1996-2007 : Opération «Aramis» au Cameroun, soutien de l'armée camerounaise en lutte contre le Nigeria pour le contrôle de la presqu'île pétrolière de Bakassi.

1997 : Opération «Pélican» au Congo-Brazzaville pour évacuer les ressortissants étrangers durant la guerre civile.

1998 : Opération «Malachite», évacuation des ressortissants français de Kinshasa.

2002 : Début de l'opération «Licorne», force de maintien de la paix, en Côte d'Ivoire suite à une rébellion qui menace le pouvoir du président Laurent Gbagbo. Cette intervention précède les accords de Marcoussis entre les forces politiques ivoiriennes, en janvier 2003.

2003 : Opération européenne «Artemis» dans l'est de la RDC.

2004 : Destruction des aéronefs de l'armée ivoirienne après le bombardement de Bouaké dans lequel 9 soldats de la force Licorne vont trouver la mort et 35 autres sont blessés. Evacuation des ressortissants français.

2006 : Soutien à l'armée tchadienne face aux rebelles (dispositif Épervier). L'aviation française effectue un tir de semonce devant une colonne rebelle à 250 km de Ndjamena.

2008 : Protection de l'aéroport de Ndjamena et évacuation des ressortissants français au Tchad.

2008 : opération européenne Eufor Tchad-RCA, dissoute en 2009

2008 : Soutien logistique à l'armée djiboutienne à la frontière érythréenne.

2008 : Début de l'opération européenne de lutte contre la piraterie «Atalante» dans le golfe d'Aden.

2011 : en Libye les avions français sont les premiers à bombarder les forces de Mouammar Kadhafi en mars, après le vote de l'Organisation des Nations unies qui autorise l'intervention en Libye pour protéger les civils pris au piège dans une rébellion contre Kadhafi. L'OTAN a pris le commandement de la mission globale le 31 mars, qui a permis aux rebelles libyens de vaincre les forces du gouvernement et de prendre le pouvoir.

2011 : Côte-d'Ivoire, les forces françaises font pencher la balance aux côtés des forces de l'ONU lors de la guerre civile qui a éclaté après le refus de Laurent Gbagbo de démissionner et d'accepter la victoire électorale d'Alassane Ouattara comme président.

*****

## Consigne:
Relevez dans la chronologie tous les noms d'opérations écrits entre guillemets, dans l'ordre où ils apparaissent. On peut faire l'exercice sans les enregistrements.

Enregistrements d'un jeu de données de pointage

*****

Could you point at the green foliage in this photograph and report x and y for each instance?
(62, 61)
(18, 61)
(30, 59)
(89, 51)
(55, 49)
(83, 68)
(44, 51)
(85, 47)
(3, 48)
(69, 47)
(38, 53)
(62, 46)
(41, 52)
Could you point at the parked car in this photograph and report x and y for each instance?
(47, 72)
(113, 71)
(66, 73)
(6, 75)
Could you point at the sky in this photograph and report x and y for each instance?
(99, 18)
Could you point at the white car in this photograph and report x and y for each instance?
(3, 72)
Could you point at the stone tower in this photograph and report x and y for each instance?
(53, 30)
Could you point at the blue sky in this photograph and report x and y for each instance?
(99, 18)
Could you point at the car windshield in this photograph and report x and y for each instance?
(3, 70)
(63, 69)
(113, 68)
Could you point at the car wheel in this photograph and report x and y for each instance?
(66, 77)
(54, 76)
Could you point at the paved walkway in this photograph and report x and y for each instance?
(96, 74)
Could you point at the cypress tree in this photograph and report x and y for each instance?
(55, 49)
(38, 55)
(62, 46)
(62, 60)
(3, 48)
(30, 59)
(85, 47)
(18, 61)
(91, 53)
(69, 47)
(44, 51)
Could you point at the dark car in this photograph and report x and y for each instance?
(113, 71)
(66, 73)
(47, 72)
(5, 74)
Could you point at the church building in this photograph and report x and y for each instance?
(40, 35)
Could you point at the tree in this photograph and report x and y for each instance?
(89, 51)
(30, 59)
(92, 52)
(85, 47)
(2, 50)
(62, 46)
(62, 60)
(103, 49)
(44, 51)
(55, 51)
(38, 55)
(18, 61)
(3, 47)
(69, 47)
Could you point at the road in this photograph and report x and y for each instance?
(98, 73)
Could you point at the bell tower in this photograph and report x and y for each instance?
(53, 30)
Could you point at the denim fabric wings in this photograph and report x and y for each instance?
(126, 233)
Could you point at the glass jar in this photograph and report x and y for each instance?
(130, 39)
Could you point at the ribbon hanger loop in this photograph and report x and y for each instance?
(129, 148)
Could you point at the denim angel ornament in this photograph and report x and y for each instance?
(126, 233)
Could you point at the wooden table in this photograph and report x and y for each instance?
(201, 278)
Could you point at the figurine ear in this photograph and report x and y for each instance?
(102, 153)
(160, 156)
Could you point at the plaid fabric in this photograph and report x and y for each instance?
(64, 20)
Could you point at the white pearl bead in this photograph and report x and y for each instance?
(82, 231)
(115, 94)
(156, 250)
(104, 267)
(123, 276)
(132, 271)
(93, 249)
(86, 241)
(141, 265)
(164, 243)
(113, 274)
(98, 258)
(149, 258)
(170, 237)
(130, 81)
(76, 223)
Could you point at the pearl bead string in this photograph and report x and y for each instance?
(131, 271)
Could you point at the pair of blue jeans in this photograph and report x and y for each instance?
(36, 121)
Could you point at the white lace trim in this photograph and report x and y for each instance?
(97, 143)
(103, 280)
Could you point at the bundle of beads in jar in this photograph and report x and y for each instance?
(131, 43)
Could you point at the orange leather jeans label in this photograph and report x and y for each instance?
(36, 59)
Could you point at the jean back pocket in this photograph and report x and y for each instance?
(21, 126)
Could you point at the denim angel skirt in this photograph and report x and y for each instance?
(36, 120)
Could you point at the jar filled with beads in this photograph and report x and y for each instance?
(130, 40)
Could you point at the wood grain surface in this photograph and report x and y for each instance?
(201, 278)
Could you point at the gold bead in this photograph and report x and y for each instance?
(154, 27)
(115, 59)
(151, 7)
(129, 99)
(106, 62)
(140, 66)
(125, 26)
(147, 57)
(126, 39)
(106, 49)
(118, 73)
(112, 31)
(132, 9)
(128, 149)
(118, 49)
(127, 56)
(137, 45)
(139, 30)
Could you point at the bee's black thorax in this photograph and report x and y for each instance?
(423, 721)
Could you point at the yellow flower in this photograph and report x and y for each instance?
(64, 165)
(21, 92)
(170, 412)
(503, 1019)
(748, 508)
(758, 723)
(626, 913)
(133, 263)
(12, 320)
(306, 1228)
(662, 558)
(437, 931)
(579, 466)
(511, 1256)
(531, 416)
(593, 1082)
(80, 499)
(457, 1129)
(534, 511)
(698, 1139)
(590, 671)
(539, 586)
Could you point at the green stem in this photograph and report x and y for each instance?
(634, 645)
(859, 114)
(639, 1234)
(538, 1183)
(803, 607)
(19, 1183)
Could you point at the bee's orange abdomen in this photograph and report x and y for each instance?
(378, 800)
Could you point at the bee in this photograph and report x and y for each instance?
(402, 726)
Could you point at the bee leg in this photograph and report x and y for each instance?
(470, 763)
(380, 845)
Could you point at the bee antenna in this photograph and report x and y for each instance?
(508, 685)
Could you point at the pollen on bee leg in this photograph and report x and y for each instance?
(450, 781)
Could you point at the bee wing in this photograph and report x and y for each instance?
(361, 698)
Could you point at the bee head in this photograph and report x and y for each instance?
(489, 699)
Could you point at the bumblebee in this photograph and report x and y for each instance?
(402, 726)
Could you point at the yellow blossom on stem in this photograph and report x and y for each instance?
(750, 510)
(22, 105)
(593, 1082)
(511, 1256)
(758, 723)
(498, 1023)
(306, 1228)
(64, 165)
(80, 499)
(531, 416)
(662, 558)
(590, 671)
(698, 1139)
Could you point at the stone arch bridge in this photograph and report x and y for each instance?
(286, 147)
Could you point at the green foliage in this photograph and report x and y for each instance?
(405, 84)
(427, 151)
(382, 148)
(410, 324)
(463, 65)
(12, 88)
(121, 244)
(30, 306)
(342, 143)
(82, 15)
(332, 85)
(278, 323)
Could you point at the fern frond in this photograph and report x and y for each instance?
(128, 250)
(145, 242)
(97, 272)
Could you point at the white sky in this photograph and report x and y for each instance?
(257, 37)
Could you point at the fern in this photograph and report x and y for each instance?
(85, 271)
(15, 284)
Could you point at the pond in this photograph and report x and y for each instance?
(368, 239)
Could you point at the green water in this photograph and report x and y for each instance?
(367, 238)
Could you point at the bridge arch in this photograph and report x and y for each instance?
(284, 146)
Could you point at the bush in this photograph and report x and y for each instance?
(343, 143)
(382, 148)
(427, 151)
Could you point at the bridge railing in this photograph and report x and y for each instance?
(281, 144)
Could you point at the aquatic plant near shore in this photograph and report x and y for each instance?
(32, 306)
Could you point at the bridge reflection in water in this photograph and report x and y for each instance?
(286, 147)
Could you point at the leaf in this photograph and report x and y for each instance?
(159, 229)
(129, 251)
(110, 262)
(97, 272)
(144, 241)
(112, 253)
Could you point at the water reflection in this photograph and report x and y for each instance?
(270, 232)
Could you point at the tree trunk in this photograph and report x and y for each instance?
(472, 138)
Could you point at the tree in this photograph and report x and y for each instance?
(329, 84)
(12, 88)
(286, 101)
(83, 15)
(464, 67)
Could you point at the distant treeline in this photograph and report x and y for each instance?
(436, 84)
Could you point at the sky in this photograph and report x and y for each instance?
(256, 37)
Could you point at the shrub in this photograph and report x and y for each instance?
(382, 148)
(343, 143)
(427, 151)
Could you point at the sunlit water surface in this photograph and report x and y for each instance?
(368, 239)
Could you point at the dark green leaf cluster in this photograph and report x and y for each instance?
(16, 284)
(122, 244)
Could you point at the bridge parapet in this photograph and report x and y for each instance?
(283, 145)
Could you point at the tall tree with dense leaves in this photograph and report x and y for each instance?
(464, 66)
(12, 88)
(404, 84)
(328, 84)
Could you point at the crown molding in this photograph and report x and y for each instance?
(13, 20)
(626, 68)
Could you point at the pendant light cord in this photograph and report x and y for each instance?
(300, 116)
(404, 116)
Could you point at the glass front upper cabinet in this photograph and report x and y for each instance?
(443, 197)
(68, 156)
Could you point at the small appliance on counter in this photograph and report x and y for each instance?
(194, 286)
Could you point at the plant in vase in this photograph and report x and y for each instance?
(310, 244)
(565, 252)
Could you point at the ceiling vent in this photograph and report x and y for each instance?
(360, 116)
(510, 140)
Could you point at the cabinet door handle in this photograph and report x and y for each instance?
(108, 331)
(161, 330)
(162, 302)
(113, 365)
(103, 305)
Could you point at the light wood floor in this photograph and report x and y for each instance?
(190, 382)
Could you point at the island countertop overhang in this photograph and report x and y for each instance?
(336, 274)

*****

## Réponse:
Aramis, Pélican, Malachite, Licorne, Artemis, Atalante